§ Selected extract:

Wetting Analysis of oleophobic Glass Surfaces immersed in Water

Oleophobic Al2O3 sol-gel coating: topography.

Oleophobic Al2O3 sol-gel coating: topography.

Oleophobic Al2O3 sol-gel coating: oil drop immersed in water.

Oleophobic Al2O3 sol-gel coating: oil drop immersed in water.

Advancing contact angle of Al2O3 sol-gel coatings with top layer minimizing surface engery.

Advancing contact angle of Al2O3 sol-gel coatings with top layer minimizing surface engery.

The wettability of functional surfaces is a challenge for various applications. Besides typical functions, such as self-cleaning (superhydrophobicity) and anti-fogging (superhydrophilicity), the use of strongly oleophilic or oleophobic surfaces for tribological systems, endoscopy, or under water sensors is of growing interest. Most of these applications require the investigation of their surface properties not only when surrounded by air, but also when immersed in water or any other liquid.

§ Material shown:

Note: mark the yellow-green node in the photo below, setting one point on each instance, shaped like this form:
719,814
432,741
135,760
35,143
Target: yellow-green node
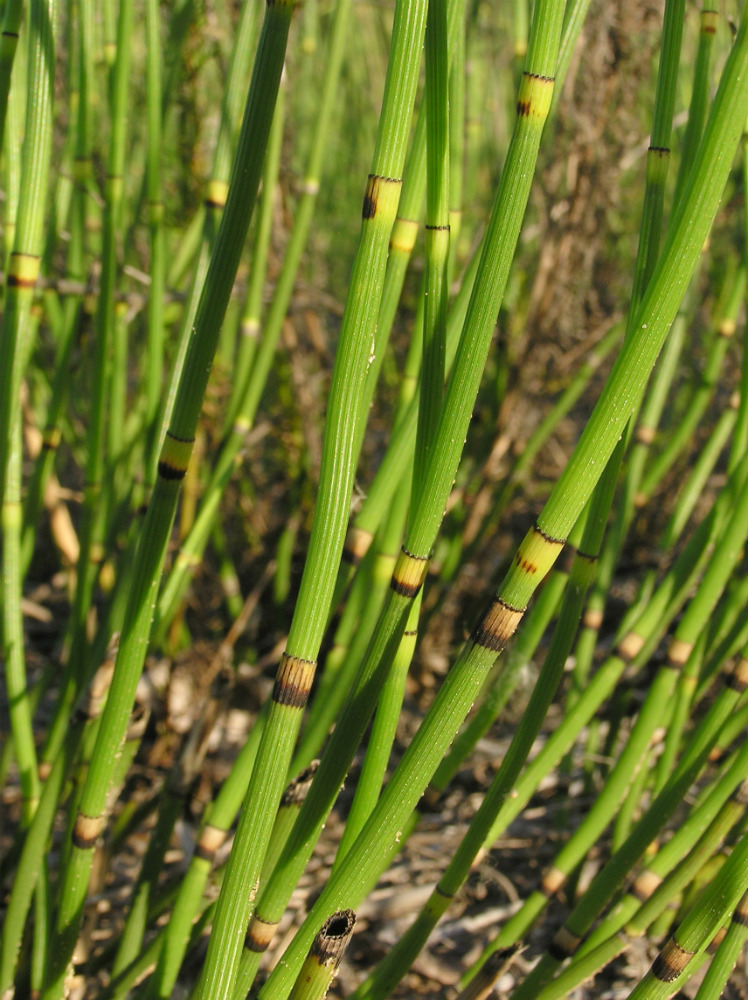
437,242
175,456
537,553
383,568
671,962
535,96
497,626
310,186
552,881
216,193
250,328
357,543
86,831
241,426
381,198
404,233
294,681
709,22
409,574
644,434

§ Goals:
a - Do these statements agree with the wetting-analysis text? (i) The oleophobic coating shown is an Al2O3 sol-gel coating. (ii) The text pairs anti-fogging with superhydrophobicity. (iii) According to the text, most of these applications need surface properties investigated only in air. For each, answer yes or no and quote the deciding words.
b - Can you format the entry on marking the yellow-green node as a JSON list of strings, one string per line, with blank lines and the picture left out?

§ Answers in order:
a -
(i) Yes: "Oleophobic Al2O3 sol-gel coating"
(ii) No: "anti-fogging (superhydrophilicity)"
(iii) No: "not only when surrounded by air, but also when immersed in water or any other liquid"

b -
[
  "Note: mark the yellow-green node in the photo below, setting one point on each instance, shaped like this form:",
  "719,814",
  "432,741",
  "135,760",
  "35,143",
  "Target: yellow-green node",
  "437,242",
  "175,456",
  "537,553",
  "383,568",
  "671,962",
  "535,96",
  "497,626",
  "310,186",
  "552,881",
  "216,193",
  "250,328",
  "357,543",
  "86,831",
  "241,426",
  "381,198",
  "404,233",
  "294,681",
  "709,22",
  "409,574",
  "644,434"
]